What you are asked to do
According to the text on the 1975 nurse resignations, how many general duty nurses resigned at the Broadview Union Hospital?

Source document
In June, 1975, the six general duty nurses at the Broadview Union Hospital resigned over concerns of a, "steadily deteriorating working relationship with one of the doctors on staff." This action by nurses lead to an investigation resulting in the permanent suspension of the doctor's privileges. (SUNSPOTS, Vol. 2, #1, March 1976, pp 6,7

On June 28, 1975, eight general duty nurses (the entire RN staff) employed by the Birch Hills Memorial Union Hospital submitted their resignations, in part because of a, "dispute between the doctor and the hospital over the scheduling of certain major surgery with the result the doctor took certain action which placed nurses on duty on two shifts in an intolerable situation related to patient care." (SUNSPOTS, Vol 1, No. 3, August 8, 1975, pp 4.)  

The doctor was also charged and found guilty of common assault against one of the nursing staff and agreed to sign a statement retracting remarks he made at a town meeting where he referred to nurses, "in slanderous terms", referring to them as, "two year bohunks " and, " two year wonders " and alleging that they were responsible for patient deaths. The Hospital was closed from June to February of 1976. SUNSPOTS, Vol 2, No. 1, March, 1976, pp 7.

[Stored data]

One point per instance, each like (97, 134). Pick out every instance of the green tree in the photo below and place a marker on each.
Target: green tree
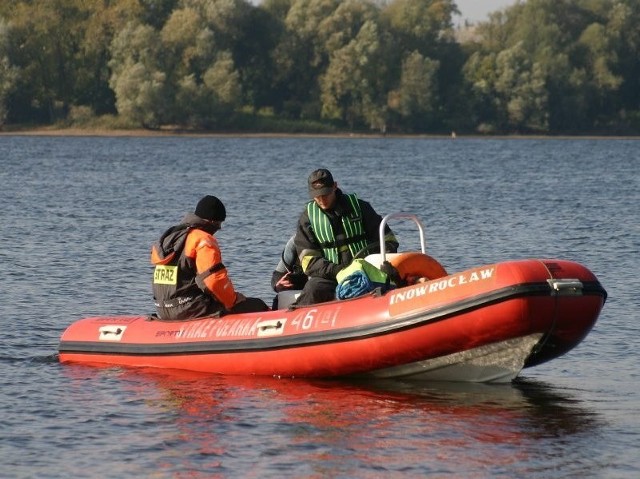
(8, 73)
(138, 79)
(415, 100)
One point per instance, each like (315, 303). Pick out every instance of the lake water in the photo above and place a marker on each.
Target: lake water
(78, 218)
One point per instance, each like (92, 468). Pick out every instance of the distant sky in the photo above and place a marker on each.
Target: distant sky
(478, 10)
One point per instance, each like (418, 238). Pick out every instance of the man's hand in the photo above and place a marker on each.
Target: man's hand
(284, 283)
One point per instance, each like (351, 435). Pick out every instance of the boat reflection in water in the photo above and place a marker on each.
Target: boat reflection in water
(210, 424)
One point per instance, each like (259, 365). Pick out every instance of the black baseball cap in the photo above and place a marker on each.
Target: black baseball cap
(320, 183)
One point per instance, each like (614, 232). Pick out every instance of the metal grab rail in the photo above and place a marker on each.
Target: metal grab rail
(383, 223)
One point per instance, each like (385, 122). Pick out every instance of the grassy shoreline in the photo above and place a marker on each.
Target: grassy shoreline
(141, 132)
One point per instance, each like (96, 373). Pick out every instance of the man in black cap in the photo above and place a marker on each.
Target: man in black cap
(333, 229)
(189, 279)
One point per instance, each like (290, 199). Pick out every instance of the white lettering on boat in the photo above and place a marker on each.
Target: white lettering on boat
(442, 284)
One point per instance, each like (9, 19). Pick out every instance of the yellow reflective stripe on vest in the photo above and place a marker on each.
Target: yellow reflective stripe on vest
(165, 275)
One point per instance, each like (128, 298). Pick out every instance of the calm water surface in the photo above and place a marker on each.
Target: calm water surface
(79, 215)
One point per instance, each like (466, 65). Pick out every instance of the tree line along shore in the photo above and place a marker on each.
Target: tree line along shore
(323, 67)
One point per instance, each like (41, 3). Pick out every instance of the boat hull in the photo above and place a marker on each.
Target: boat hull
(483, 325)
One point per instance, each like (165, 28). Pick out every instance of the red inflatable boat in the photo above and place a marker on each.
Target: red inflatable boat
(484, 325)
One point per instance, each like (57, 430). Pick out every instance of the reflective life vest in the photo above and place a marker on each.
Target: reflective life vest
(178, 292)
(352, 223)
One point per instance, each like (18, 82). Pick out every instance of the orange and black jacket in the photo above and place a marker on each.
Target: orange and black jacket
(189, 278)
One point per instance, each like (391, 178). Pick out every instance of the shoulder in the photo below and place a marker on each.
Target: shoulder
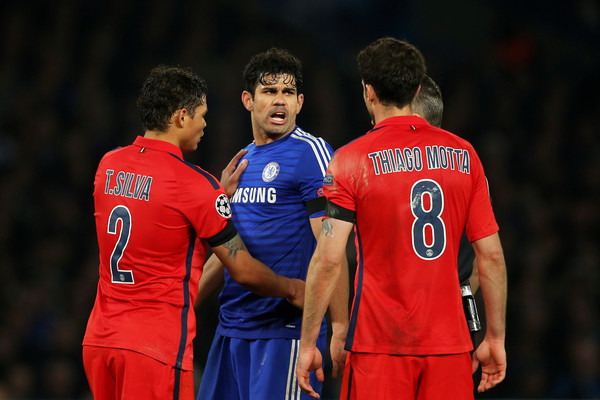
(191, 173)
(309, 142)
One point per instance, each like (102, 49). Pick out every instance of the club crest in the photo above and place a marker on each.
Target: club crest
(222, 206)
(270, 172)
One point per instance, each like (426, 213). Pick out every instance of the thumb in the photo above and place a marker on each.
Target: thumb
(474, 365)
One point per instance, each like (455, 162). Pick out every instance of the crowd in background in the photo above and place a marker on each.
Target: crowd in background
(519, 81)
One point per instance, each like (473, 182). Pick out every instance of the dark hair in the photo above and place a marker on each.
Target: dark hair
(394, 68)
(274, 62)
(428, 103)
(166, 90)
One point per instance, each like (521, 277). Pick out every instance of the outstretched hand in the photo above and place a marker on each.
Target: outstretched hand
(230, 176)
(492, 357)
(338, 354)
(309, 359)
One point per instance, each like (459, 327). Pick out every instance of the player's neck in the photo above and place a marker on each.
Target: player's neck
(261, 137)
(161, 135)
(381, 112)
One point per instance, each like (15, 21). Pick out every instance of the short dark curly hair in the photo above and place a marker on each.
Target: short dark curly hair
(166, 90)
(274, 62)
(394, 68)
(428, 103)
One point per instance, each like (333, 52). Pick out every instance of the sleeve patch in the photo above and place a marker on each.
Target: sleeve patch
(222, 206)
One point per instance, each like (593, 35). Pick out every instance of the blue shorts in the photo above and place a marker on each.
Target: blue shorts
(252, 369)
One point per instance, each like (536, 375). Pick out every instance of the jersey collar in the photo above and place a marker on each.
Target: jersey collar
(404, 120)
(159, 145)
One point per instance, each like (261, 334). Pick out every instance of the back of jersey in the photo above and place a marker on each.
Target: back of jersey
(413, 187)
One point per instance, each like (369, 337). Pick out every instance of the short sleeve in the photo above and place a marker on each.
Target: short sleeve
(311, 169)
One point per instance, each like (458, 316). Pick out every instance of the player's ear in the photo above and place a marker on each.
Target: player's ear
(178, 117)
(417, 92)
(370, 94)
(300, 102)
(247, 100)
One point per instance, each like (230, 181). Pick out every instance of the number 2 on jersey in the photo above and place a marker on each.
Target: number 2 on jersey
(427, 219)
(120, 213)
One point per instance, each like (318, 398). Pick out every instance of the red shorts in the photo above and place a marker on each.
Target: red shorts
(119, 374)
(384, 376)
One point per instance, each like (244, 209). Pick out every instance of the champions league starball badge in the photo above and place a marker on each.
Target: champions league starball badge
(222, 206)
(270, 172)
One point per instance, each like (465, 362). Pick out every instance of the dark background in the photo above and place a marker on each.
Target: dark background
(520, 81)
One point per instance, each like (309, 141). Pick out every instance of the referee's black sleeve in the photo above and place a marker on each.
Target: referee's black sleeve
(332, 210)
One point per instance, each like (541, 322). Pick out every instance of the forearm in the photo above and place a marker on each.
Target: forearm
(213, 276)
(474, 278)
(320, 285)
(493, 283)
(338, 306)
(253, 274)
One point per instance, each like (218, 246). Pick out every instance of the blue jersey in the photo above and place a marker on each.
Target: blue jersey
(270, 214)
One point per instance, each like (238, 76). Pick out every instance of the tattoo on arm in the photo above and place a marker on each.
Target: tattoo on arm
(326, 228)
(234, 245)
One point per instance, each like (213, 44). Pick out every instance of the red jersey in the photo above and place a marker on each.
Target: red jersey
(155, 216)
(413, 188)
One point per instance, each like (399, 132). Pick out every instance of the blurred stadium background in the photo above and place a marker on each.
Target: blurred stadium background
(520, 81)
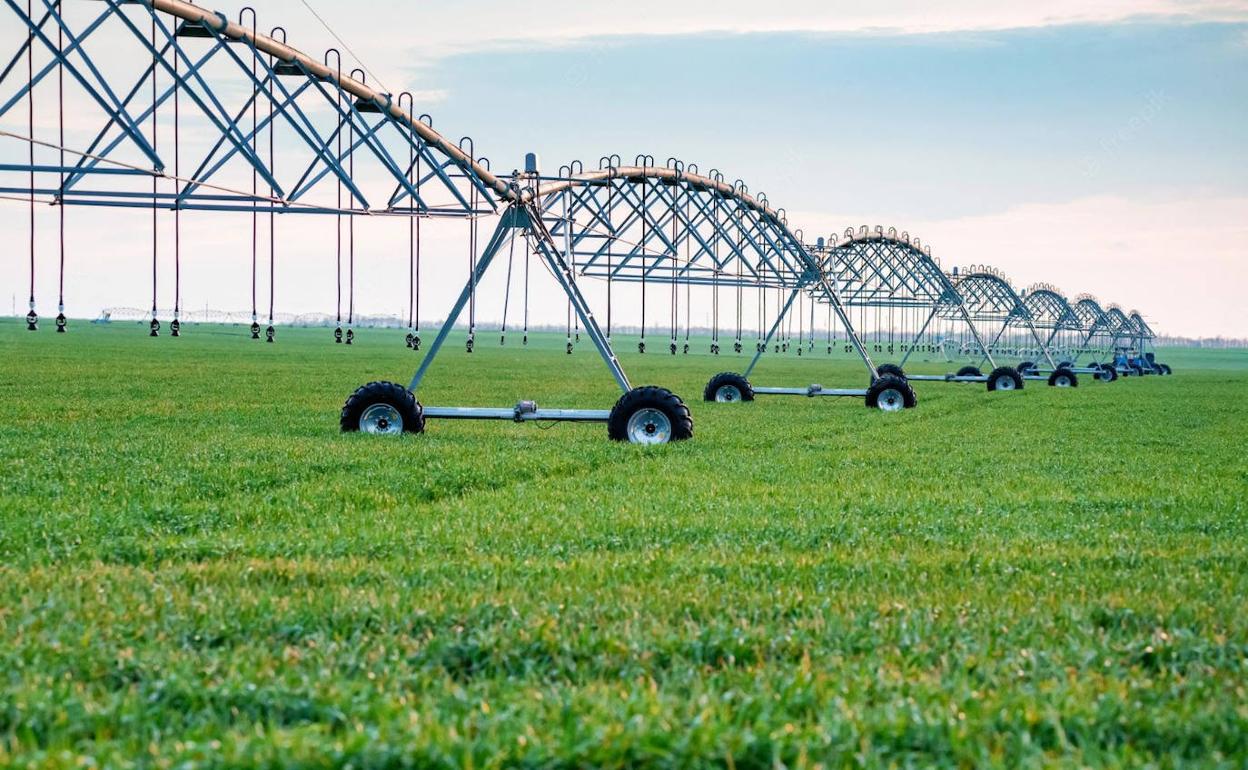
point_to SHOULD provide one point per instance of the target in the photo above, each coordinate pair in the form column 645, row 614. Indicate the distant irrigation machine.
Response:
column 905, row 305
column 194, row 112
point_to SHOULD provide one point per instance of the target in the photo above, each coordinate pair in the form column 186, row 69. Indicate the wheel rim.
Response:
column 649, row 427
column 891, row 401
column 381, row 419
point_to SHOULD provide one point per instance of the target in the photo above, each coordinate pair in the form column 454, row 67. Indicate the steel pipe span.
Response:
column 220, row 23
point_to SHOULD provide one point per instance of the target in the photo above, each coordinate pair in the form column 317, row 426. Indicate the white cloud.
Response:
column 392, row 34
column 1181, row 262
column 449, row 29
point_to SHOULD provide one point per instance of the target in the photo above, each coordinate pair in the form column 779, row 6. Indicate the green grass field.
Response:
column 197, row 569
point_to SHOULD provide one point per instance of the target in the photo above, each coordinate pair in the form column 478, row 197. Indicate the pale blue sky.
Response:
column 930, row 125
column 1101, row 145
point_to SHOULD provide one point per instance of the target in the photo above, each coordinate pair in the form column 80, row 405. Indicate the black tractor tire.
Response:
column 1001, row 375
column 886, row 392
column 650, row 397
column 376, row 393
column 728, row 380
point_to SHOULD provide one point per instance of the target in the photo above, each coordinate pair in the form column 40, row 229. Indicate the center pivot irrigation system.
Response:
column 190, row 111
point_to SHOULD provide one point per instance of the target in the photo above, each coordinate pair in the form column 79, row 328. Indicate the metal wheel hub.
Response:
column 649, row 426
column 381, row 419
column 891, row 401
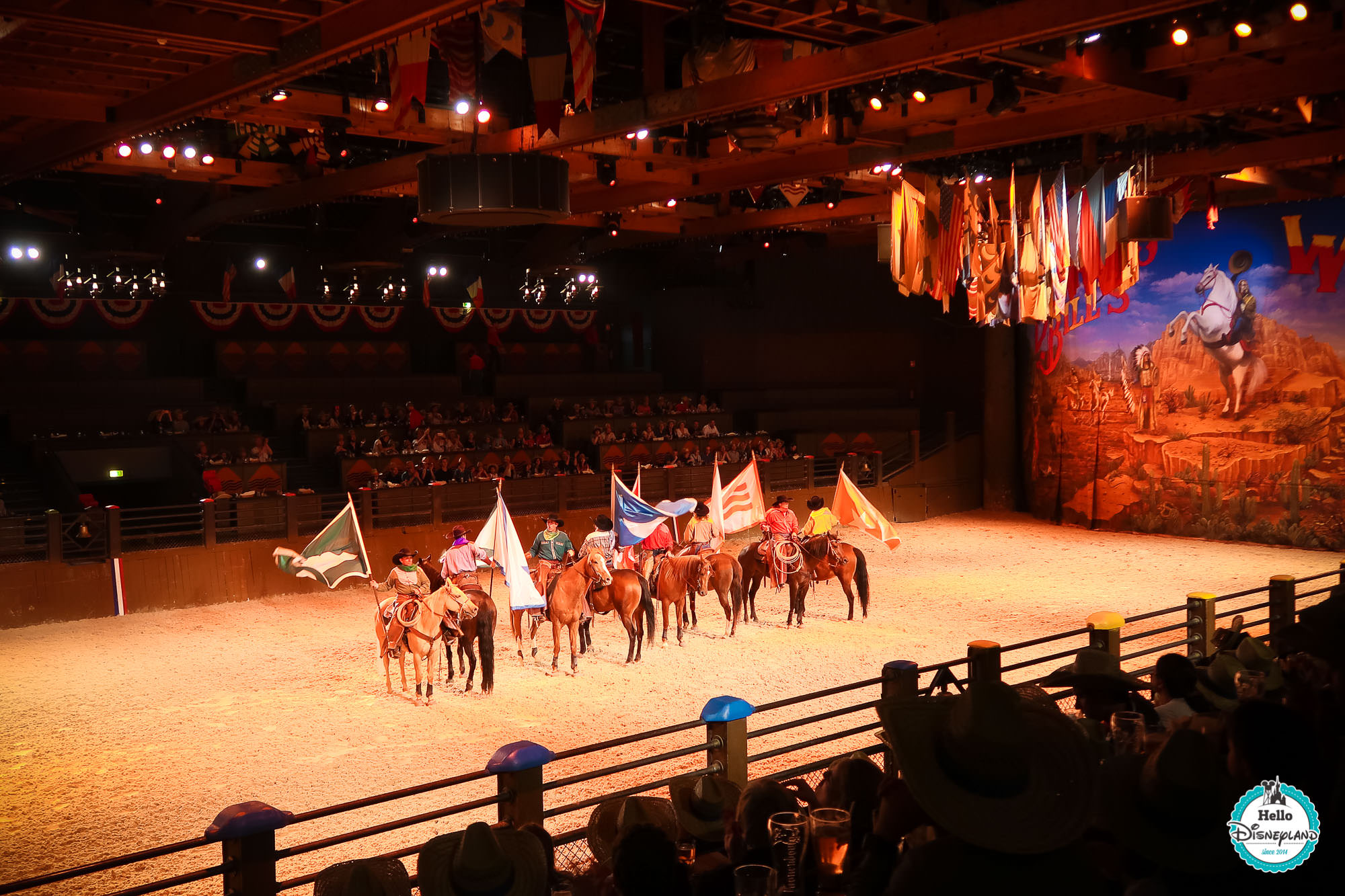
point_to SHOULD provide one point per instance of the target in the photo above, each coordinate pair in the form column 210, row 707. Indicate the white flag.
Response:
column 500, row 540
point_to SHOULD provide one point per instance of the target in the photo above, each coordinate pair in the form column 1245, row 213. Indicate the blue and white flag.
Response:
column 637, row 520
column 501, row 541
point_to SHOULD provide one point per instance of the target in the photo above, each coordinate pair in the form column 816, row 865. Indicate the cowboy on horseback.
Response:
column 551, row 548
column 410, row 584
column 779, row 528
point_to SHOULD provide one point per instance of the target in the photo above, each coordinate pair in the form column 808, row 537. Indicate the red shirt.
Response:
column 781, row 521
column 658, row 538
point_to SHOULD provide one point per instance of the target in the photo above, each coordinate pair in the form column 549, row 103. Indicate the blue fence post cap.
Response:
column 727, row 709
column 520, row 755
column 245, row 819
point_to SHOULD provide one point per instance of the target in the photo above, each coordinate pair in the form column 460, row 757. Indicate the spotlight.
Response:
column 1005, row 93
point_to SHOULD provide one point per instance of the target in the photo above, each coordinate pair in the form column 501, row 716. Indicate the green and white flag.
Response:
column 334, row 556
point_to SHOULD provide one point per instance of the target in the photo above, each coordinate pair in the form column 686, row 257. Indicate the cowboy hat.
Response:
column 1093, row 666
column 993, row 768
column 484, row 860
column 1172, row 807
column 700, row 803
column 364, row 877
column 614, row 817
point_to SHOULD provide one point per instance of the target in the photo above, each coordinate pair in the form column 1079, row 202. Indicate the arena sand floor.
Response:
column 127, row 733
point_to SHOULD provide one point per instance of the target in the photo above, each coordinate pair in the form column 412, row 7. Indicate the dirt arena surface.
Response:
column 126, row 733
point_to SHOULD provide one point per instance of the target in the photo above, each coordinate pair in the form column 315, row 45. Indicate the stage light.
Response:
column 1005, row 93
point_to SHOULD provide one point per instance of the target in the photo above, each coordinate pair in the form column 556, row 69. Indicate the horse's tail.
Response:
column 648, row 606
column 486, row 643
column 861, row 579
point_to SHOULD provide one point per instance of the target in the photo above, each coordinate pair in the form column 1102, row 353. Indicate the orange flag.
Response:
column 853, row 509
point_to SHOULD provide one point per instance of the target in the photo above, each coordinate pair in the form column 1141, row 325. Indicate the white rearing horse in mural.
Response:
column 1241, row 372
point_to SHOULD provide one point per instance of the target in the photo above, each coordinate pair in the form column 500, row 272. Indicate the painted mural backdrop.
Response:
column 1210, row 400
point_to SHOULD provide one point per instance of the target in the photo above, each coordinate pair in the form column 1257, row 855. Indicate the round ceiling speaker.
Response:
column 494, row 190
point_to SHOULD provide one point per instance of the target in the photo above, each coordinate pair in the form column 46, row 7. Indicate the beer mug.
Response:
column 831, row 838
column 789, row 845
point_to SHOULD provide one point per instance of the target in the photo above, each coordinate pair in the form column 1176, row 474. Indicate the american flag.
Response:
column 584, row 22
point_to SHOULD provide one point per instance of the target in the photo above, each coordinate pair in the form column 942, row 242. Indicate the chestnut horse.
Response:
column 677, row 577
column 824, row 557
column 479, row 628
column 566, row 602
column 727, row 581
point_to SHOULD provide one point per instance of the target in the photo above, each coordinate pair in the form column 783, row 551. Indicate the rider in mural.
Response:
column 552, row 548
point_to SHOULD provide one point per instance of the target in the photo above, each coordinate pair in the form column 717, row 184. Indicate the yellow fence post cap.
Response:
column 1106, row 620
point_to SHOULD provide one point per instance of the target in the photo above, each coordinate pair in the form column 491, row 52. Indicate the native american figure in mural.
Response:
column 1225, row 323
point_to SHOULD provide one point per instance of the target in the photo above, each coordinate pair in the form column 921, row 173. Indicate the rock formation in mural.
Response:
column 1157, row 435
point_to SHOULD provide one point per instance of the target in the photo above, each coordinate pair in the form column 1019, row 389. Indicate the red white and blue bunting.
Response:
column 380, row 318
column 453, row 319
column 537, row 319
column 219, row 315
column 57, row 313
column 275, row 315
column 122, row 313
column 330, row 318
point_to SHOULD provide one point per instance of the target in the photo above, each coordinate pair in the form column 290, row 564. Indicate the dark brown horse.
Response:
column 727, row 581
column 677, row 577
column 479, row 628
column 824, row 557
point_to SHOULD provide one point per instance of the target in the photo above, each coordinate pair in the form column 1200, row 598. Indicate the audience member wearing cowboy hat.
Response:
column 1008, row 784
column 484, row 861
column 614, row 817
column 364, row 877
column 1102, row 688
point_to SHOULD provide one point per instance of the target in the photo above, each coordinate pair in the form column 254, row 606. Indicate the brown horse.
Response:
column 566, row 602
column 679, row 576
column 479, row 628
column 824, row 557
column 727, row 580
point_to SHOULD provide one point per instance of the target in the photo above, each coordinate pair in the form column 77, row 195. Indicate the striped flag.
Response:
column 584, row 22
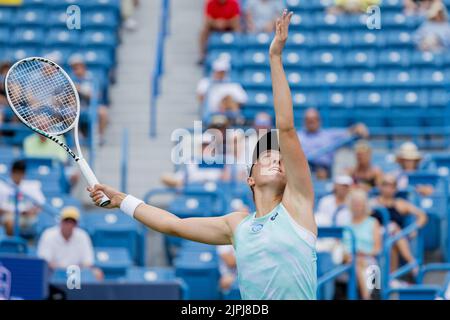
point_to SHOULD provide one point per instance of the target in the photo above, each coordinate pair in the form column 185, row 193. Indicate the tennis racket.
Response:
column 44, row 98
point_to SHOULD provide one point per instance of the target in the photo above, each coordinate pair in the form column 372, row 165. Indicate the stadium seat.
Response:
column 200, row 272
column 32, row 37
column 13, row 245
column 60, row 276
column 144, row 274
column 62, row 38
column 115, row 230
column 113, row 261
column 30, row 17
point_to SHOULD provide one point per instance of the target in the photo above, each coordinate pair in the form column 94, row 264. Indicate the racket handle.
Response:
column 91, row 179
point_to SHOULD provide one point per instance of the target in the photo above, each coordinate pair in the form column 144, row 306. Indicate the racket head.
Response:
column 42, row 95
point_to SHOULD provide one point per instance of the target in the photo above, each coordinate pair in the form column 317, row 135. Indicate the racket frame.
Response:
column 79, row 159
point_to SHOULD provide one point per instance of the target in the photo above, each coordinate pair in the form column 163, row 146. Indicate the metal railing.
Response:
column 158, row 68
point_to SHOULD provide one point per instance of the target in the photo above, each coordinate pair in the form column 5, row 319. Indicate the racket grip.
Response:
column 91, row 179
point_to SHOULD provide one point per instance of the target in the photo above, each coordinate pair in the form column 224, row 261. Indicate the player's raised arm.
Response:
column 299, row 192
column 214, row 230
column 295, row 161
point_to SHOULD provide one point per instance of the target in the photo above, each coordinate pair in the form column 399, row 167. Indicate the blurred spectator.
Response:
column 261, row 15
column 4, row 67
column 368, row 240
column 39, row 146
column 409, row 157
column 128, row 8
column 218, row 93
column 227, row 266
column 314, row 138
column 434, row 34
column 399, row 209
column 236, row 164
column 364, row 174
column 66, row 244
column 201, row 169
column 28, row 209
column 84, row 82
column 220, row 16
column 352, row 6
column 261, row 124
column 417, row 7
column 332, row 209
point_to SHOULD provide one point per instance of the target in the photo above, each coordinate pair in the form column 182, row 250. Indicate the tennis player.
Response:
column 275, row 246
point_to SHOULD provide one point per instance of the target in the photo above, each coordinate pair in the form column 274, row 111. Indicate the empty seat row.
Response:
column 379, row 99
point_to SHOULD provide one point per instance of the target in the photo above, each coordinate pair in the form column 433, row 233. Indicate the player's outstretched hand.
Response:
column 96, row 194
column 281, row 34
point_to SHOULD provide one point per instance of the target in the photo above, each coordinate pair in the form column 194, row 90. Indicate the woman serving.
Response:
column 275, row 246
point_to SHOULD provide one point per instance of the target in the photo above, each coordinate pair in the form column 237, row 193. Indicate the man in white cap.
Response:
column 332, row 209
column 66, row 244
column 218, row 92
column 84, row 82
column 434, row 34
column 409, row 157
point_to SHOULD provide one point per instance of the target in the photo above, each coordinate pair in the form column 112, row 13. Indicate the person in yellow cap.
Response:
column 409, row 157
column 66, row 244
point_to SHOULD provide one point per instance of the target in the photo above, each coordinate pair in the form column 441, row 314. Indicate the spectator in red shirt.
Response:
column 220, row 16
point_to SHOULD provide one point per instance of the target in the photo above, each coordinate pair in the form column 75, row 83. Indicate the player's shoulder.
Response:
column 236, row 217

Result for this task
Six general duty nurses resigned.